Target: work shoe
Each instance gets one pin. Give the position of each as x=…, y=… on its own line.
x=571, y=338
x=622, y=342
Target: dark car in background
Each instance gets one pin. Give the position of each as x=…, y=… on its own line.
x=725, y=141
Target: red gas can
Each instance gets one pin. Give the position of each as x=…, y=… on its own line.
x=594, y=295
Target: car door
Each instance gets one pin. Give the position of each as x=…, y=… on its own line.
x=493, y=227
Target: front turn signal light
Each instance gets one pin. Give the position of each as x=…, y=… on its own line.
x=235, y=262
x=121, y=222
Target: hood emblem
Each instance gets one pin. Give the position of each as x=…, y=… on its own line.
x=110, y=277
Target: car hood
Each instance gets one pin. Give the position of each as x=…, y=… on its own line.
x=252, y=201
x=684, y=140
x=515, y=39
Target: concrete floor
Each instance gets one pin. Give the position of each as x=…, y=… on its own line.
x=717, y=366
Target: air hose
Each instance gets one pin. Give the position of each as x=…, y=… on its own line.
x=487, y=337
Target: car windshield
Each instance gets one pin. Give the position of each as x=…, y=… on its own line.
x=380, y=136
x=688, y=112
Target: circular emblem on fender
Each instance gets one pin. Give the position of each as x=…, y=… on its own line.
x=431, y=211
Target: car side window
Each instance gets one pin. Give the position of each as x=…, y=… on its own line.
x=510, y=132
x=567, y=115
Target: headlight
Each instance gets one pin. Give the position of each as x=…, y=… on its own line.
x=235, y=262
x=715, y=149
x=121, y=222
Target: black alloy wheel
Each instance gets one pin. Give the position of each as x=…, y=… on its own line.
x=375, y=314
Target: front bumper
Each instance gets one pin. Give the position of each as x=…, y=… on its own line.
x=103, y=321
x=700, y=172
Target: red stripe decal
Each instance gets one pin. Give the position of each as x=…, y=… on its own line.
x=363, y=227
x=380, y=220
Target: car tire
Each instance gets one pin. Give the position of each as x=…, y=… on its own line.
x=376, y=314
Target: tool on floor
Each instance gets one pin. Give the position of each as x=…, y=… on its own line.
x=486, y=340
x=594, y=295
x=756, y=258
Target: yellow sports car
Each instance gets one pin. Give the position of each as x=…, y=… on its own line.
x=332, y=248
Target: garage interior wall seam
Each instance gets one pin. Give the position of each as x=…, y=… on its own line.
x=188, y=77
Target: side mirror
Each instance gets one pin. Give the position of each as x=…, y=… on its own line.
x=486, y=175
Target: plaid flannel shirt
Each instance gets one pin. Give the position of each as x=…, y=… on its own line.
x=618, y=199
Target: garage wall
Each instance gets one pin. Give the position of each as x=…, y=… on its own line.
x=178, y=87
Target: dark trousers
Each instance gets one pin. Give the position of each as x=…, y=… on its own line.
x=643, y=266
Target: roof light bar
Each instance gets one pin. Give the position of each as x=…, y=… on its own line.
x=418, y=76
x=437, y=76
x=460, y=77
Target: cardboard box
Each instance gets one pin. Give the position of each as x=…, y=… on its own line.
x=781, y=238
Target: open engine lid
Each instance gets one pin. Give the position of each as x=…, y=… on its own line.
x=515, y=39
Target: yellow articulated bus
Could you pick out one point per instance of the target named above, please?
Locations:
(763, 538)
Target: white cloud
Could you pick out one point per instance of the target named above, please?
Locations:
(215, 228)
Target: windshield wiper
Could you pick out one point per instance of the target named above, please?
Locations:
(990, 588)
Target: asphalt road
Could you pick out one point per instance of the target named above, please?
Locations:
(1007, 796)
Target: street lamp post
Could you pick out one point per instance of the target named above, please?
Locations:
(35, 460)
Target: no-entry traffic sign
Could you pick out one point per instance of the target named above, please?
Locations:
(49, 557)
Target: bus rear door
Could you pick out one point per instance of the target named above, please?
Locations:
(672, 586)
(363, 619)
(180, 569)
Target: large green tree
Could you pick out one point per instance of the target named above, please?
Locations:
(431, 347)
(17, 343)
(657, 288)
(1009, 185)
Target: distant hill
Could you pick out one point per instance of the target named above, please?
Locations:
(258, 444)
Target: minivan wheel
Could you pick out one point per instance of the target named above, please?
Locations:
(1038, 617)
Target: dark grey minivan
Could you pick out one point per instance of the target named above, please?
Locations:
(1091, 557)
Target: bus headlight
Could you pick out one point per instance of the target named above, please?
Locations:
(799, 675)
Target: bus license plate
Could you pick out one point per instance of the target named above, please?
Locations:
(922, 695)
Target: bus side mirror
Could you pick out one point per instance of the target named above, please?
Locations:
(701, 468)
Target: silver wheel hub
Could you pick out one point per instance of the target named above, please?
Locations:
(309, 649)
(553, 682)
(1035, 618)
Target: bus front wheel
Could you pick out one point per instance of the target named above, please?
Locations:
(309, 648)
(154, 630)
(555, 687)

——————————

Set exercise:
Your task is to repeat the data exactly; please include every line.

Reply to the exercise:
Target: work shoe
Each instance gets one pin. Give the position of each as x=…, y=… on its own line.
x=571, y=338
x=622, y=342
Target: dark car in background
Each instance gets one pin. Give the position of each as x=…, y=… on its own line.
x=725, y=141
Target: red gas can
Each instance gets one pin. Give the position of each as x=…, y=… on its own line.
x=594, y=295
Target: car door
Each instance gets one pin. Give the position of each as x=…, y=… on its own line.
x=493, y=227
Target: front turn signal light
Each instance gets one pin. Give the position of each as x=…, y=… on its own line.
x=235, y=262
x=121, y=222
Target: hood emblem
Each instance gets one pin. Give the position of each as x=…, y=… on its own line.
x=110, y=277
Target: car hood
Each instance gets one pin. Give the position of each as x=…, y=… on its own line.
x=252, y=201
x=684, y=140
x=515, y=39
Target: concrete floor
Each instance gets one pin. Give the position of each as x=…, y=… on its own line.
x=717, y=366
Target: air hose
Each instance gets one pin. Give the position of each as x=…, y=… on its own line.
x=487, y=337
Target: car windshield
Each instance gets one pin. Give the position of each as x=…, y=… on its own line.
x=380, y=136
x=688, y=112
Target: circular emblem on fender
Each instance gets one pin. Give the position of each as x=…, y=… on its own line.
x=431, y=211
Target: car side window
Each instance gets one pin. Give the position of each as x=…, y=… on its own line.
x=510, y=132
x=567, y=115
Target: headlight
Each instance gets one pin. Give the position of each as x=…, y=… on its own line.
x=235, y=262
x=715, y=149
x=121, y=222
Target: black alloy wheel
Each instance gets one pin. Give the position of each as x=…, y=… on its own line.
x=375, y=314
Target: front bumper
Each instance gets one pin. Give the position of each as x=…, y=… on its own line.
x=103, y=321
x=700, y=172
Target: red stripe decal
Each instance gets one pin. Give the position of each as x=…, y=… on its own line.
x=363, y=227
x=380, y=220
Target: car tire
Each instance gets one pin. Give the position of each as x=…, y=… on its own line.
x=376, y=314
Target: tool on floor
Each instance gets one pin. Give the position of each as x=…, y=… on its own line.
x=486, y=340
x=594, y=295
x=756, y=258
Target: yellow sports car
Each instance gets one pin. Give the position of each as x=…, y=… on its own line.
x=332, y=248
Target: garage interior wall seam
Each instance gets one pin. Give the position of each as x=…, y=… on its own line.
x=188, y=77
Target: side mirror
Each instance gets one pin. Give the position of each as x=…, y=… on its own line.
x=486, y=175
Target: plaid flannel shirt
Each instance gets one pin. Give the position of each as x=…, y=… on its own line.
x=618, y=199
Target: garage wall
Each instance gets one pin. Give the position of each as x=…, y=… on its own line.
x=178, y=87
Target: dark trousers
Each instance gets one pin. Give the position of each as x=…, y=… on its own line.
x=643, y=266
Target: roof light bar
Each instance gets one pin. Give the position of each as x=…, y=… on its own line.
x=418, y=76
x=437, y=76
x=460, y=77
Target: cardboard box
Each instance gets one pin. Give the position of each as x=…, y=… on its own line.
x=781, y=238
Target: open engine lid
Each instance gets one pin. Give the position of each as x=…, y=… on its own line.
x=515, y=39
Target: yellow articulated bus
Could you pick out one point per instance of the target named above, please?
Locations:
(763, 538)
Target: white cloud
Could you pick out one point per instance of the target named above, please?
Locations:
(215, 228)
Target: windshield wiper
Could you pick out one point per instance of the target named above, please?
Locations:
(990, 588)
Target: asphalt road
Could you pick out one point per instance of the target named above, please?
Locations:
(1007, 796)
Target: street lamp post
Could you pick out one point per instance of the target named above, please?
Locations:
(35, 460)
Target: no-entry traffic sign
Could you pick out one point per instance of the target named above, please?
Locations:
(49, 557)
Target: bus rear door
Could you pick out one point per instance of the target named above, please?
Locations:
(672, 586)
(363, 619)
(180, 569)
Target: large green tree
Could you pick out one point per instance of the target named above, please?
Locations:
(431, 347)
(17, 343)
(657, 288)
(1009, 185)
Target: distant hill
Could you pick out one point per instance of the target named above, please?
Locations:
(258, 444)
Target: minivan wheel
Could you pick out one point per instance of the target named above, please?
Locations:
(1038, 617)
Target: dark grey minivan
Could you pick out one point per instance of the target named above, please?
Locations:
(1091, 557)
Target: bus headlight
Could you pick out one point per instance of the target named above, please?
Locations:
(799, 675)
Target: bus license plate
Could you pick out one point per instance of the target named above, please?
Locations:
(922, 695)
Target: bus side mirror
Could you pick out one point per instance of the target named above, please?
Locations:
(701, 468)
Target: silver wheel hub
Could you pick out one point per instance of the target named above, please?
Locations:
(309, 649)
(553, 682)
(1035, 618)
Target: bus front wheel
Could you pick out one point per instance of the target named above, please?
Locations:
(309, 648)
(154, 630)
(555, 687)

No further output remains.